- Saved entries
============================================================

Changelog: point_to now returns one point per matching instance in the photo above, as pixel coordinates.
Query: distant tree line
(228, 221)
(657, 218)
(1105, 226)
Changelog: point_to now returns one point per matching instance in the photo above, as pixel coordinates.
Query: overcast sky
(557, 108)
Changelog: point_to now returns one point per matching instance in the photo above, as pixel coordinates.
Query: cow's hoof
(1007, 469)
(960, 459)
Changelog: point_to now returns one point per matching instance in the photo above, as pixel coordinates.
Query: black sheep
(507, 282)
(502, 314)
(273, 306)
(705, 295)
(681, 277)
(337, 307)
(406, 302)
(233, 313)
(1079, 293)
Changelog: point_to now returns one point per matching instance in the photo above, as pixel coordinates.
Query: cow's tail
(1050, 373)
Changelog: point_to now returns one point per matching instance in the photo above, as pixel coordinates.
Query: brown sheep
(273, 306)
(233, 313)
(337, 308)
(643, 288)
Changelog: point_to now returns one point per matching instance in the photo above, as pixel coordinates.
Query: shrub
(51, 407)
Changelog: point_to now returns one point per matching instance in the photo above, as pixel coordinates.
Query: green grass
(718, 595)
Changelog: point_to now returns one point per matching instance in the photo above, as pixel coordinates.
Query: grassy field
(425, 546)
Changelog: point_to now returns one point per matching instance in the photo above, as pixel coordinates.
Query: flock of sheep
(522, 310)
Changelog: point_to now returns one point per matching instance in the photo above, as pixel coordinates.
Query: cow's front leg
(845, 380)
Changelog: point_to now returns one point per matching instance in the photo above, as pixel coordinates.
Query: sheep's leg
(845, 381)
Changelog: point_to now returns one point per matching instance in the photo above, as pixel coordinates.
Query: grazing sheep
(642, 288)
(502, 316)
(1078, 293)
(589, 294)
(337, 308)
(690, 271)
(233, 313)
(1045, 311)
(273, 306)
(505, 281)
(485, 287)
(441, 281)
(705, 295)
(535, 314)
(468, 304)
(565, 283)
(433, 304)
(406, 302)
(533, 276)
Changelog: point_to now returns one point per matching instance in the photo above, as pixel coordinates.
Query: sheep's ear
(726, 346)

============================================================

- PROBLEM REQUIREMENTS
Give the records back in full, word for word.

- FINISHED EXERCISE
Changelog: point_to now returns one point per matching instance in the photo above, as pixel coordinates.
Query: distant tree line
(228, 221)
(657, 218)
(1105, 226)
Changelog: point_to now returns one point per matching instance in the photo above, as pixel coordinates.
Query: overcast sky
(557, 108)
Changelog: point_to now returns one point per matching instance in the photo above, as pixel coordinates.
Query: cow's hoof
(1007, 469)
(960, 459)
Changelog: point_to now returns one point per matching instance in the photo above, as pixel coordinates.
Query: black sheep
(507, 282)
(502, 314)
(273, 306)
(705, 295)
(681, 277)
(337, 307)
(406, 302)
(233, 313)
(1079, 293)
Changelog: point_to now returns one point per matching instance in the photo above, as pixel coordinates.
Query: cow's tail
(1050, 373)
Changelog: point_to now returns one point per matching instance in the photo above, as pixel coordinates.
Query: brown sheep
(273, 306)
(233, 313)
(337, 308)
(643, 288)
Changelog: point_to now returns one point per matching instance in the photo above, as pixel coordinates.
Query: shrub
(51, 407)
Changelog: point_to now returns one point per matching instance in the photo above, as pixel coordinates.
Query: green grass
(718, 595)
Changelog: point_to now returns one point per matching instance in the photo above, as pixel coordinates.
Query: grassy field
(425, 546)
Changelog: point_to now returns one point per matching instance in the photo above, as pixel coordinates.
Query: flock of sheep
(522, 310)
Changelog: point_to now returns one point per matching instance in the photo above, as pixel coordinates.
Query: cow's front leg
(845, 380)
Changelog: point_to now returns one point per matching instance in the photo above, as pixel coordinates.
Query: sheep's leg
(845, 381)
Changelog: point_to now returns one point per matching instance in the photo above, as pixel coordinates.
Query: grazing sheep
(642, 288)
(502, 316)
(1078, 293)
(589, 294)
(337, 308)
(690, 271)
(233, 313)
(1045, 311)
(273, 306)
(505, 281)
(485, 287)
(441, 281)
(705, 295)
(535, 314)
(468, 304)
(565, 283)
(433, 304)
(406, 302)
(533, 276)
Changelog: point_to now returns one point per matching instance in the photo above, as pixel coordinates.
Query: sheep's ear
(726, 346)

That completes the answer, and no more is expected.